§ Description of the task: Every line below should be copied exactly; drop the pictures.

§ Input material:
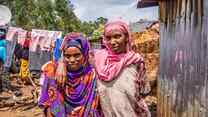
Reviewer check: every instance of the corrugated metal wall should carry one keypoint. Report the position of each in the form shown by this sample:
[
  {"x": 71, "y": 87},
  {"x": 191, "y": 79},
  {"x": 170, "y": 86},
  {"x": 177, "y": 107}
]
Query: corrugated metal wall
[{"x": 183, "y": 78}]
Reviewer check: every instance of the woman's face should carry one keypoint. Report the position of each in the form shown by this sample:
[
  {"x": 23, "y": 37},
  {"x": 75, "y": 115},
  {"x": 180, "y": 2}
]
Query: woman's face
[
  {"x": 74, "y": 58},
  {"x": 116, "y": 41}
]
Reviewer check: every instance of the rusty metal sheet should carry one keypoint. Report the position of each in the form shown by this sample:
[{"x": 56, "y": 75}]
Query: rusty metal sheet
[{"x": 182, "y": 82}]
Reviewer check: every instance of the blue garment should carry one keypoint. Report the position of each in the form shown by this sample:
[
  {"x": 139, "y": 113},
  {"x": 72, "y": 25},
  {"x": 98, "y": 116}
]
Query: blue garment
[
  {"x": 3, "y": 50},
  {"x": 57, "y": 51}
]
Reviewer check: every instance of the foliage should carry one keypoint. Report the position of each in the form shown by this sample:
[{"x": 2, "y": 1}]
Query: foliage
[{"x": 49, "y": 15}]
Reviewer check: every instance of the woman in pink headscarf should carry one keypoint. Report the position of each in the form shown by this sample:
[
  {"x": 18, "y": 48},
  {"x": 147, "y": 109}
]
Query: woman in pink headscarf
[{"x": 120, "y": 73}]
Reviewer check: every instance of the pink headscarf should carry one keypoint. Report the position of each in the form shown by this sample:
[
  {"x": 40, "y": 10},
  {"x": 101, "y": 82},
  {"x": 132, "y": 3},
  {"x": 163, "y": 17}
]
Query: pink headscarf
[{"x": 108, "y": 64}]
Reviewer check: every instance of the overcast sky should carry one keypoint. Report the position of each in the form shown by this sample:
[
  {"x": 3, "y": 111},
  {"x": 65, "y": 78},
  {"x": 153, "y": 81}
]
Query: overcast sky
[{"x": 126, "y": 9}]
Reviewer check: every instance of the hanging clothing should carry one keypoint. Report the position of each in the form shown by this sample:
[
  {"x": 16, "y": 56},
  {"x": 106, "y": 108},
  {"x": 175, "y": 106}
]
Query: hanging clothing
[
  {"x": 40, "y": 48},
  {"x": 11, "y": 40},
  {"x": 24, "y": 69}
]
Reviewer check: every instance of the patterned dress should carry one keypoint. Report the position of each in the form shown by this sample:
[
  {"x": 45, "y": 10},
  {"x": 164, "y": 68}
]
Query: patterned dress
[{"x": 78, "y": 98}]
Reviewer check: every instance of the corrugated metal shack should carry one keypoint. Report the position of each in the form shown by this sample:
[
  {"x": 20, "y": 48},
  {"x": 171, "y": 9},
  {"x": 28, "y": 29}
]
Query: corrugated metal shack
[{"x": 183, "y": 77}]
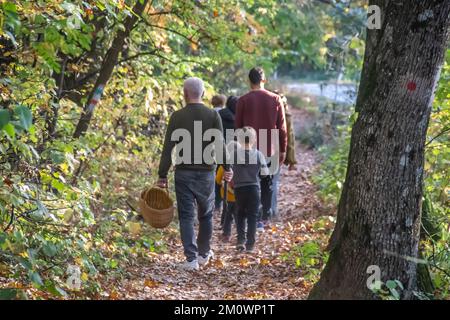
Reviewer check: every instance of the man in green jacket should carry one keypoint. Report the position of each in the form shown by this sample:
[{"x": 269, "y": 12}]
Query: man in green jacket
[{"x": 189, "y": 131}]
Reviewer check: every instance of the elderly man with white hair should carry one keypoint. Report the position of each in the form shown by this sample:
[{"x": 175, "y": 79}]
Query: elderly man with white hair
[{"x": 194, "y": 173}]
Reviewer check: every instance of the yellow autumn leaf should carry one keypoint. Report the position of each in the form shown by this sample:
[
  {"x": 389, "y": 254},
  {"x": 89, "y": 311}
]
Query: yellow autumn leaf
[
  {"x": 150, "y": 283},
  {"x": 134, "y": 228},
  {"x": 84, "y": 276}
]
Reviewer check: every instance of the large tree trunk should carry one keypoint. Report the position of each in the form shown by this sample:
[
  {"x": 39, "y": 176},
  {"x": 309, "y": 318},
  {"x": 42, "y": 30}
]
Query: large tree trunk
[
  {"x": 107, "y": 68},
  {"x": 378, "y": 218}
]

§ Written response:
Reviewer check: every instance of the corrugated metal wall should carry one keypoint. Report the position of each in the form shown by this sample:
[
  {"x": 71, "y": 87},
  {"x": 191, "y": 79},
  {"x": 170, "y": 86},
  {"x": 177, "y": 107}
]
Query: corrugated metal wall
[{"x": 183, "y": 78}]
Reviewer check: every instance of the woman's face should carry one keypoint. Report the position of each in the form shown by this sample:
[
  {"x": 23, "y": 37},
  {"x": 75, "y": 115},
  {"x": 180, "y": 2}
]
Query: woman's face
[
  {"x": 74, "y": 58},
  {"x": 116, "y": 41}
]
Reviewer check: every instance of the rusty metal sheet should carry one keypoint. Report the position of each in the form shown by this sample:
[{"x": 56, "y": 75}]
Query: rusty metal sheet
[{"x": 182, "y": 82}]
Reviewer check: every instance of the blue garment should carry one keypoint. Report the position of each in the form shown by this sample:
[
  {"x": 139, "y": 113},
  {"x": 72, "y": 25},
  {"x": 98, "y": 116}
]
Query: blue garment
[
  {"x": 3, "y": 50},
  {"x": 57, "y": 51}
]
Reviewer check: every instance of the foliage should carry one keypoint. Report the position of each in the form shown by this sample:
[{"x": 2, "y": 1}]
Query: foliage
[{"x": 49, "y": 15}]
Reviewer check: every instance of the woman in pink headscarf should carry one keypoint. Report the position of each in the form shown by this sample:
[
  {"x": 18, "y": 48},
  {"x": 147, "y": 109}
]
Query: woman in pink headscarf
[{"x": 120, "y": 73}]
Reviewer check: every instance of the pink headscarf should carry one keypoint. Report the position of each in the form shown by this sample:
[
  {"x": 40, "y": 10},
  {"x": 101, "y": 82},
  {"x": 132, "y": 3},
  {"x": 163, "y": 17}
]
Query: pink headscarf
[{"x": 108, "y": 64}]
Reviewer check: every instance of the overcast sky should carry one keypoint. Report the position of each in the form shown by this sample:
[
  {"x": 3, "y": 111},
  {"x": 65, "y": 78},
  {"x": 153, "y": 81}
]
Query: overcast sky
[{"x": 126, "y": 9}]
Reviewer check: every instance of the hanging clothing should carry one keypoint. Report the position of each in the form shown by this sample:
[
  {"x": 16, "y": 56},
  {"x": 106, "y": 108},
  {"x": 175, "y": 106}
]
Query: hanging clothing
[
  {"x": 40, "y": 48},
  {"x": 11, "y": 40},
  {"x": 24, "y": 69}
]
Reviewer check: every instance of the patterned dress should carry one keypoint. Report the position of each in the form shown by this sample:
[
  {"x": 45, "y": 10},
  {"x": 164, "y": 68}
]
Query: patterned dress
[{"x": 78, "y": 98}]
Reviewer check: every instance of the corrugated metal shack should carry one keypoint. Report the position of each in the form shown by this sample:
[
  {"x": 20, "y": 48},
  {"x": 171, "y": 9},
  {"x": 28, "y": 29}
]
Query: corrugated metal shack
[{"x": 183, "y": 77}]
Reviewer check: every instance of the man in green jacket should carry one keypoint. Report the position of each in the form shown by this sample:
[{"x": 269, "y": 12}]
Query: man in green jacket
[{"x": 189, "y": 131}]
Reviewer check: every instance of the elderly man with white hair should carry one keypoint. Report the position of each in the form shown by this sample:
[{"x": 175, "y": 79}]
Query: elderly man with white hair
[{"x": 194, "y": 173}]
Reviewer check: every instance of the yellow autumn leaf should carry one keypoint. Report the position of each in the form shown by this sample:
[
  {"x": 389, "y": 254},
  {"x": 89, "y": 311}
]
Query: yellow autumn leaf
[
  {"x": 150, "y": 283},
  {"x": 134, "y": 228},
  {"x": 84, "y": 276}
]
Reviewer check: every instance of the large tree trunk should carry one keypoint. Report the position of each in the form shown by this sample:
[
  {"x": 39, "y": 176},
  {"x": 309, "y": 318},
  {"x": 42, "y": 30}
]
Query: large tree trunk
[
  {"x": 107, "y": 68},
  {"x": 378, "y": 218}
]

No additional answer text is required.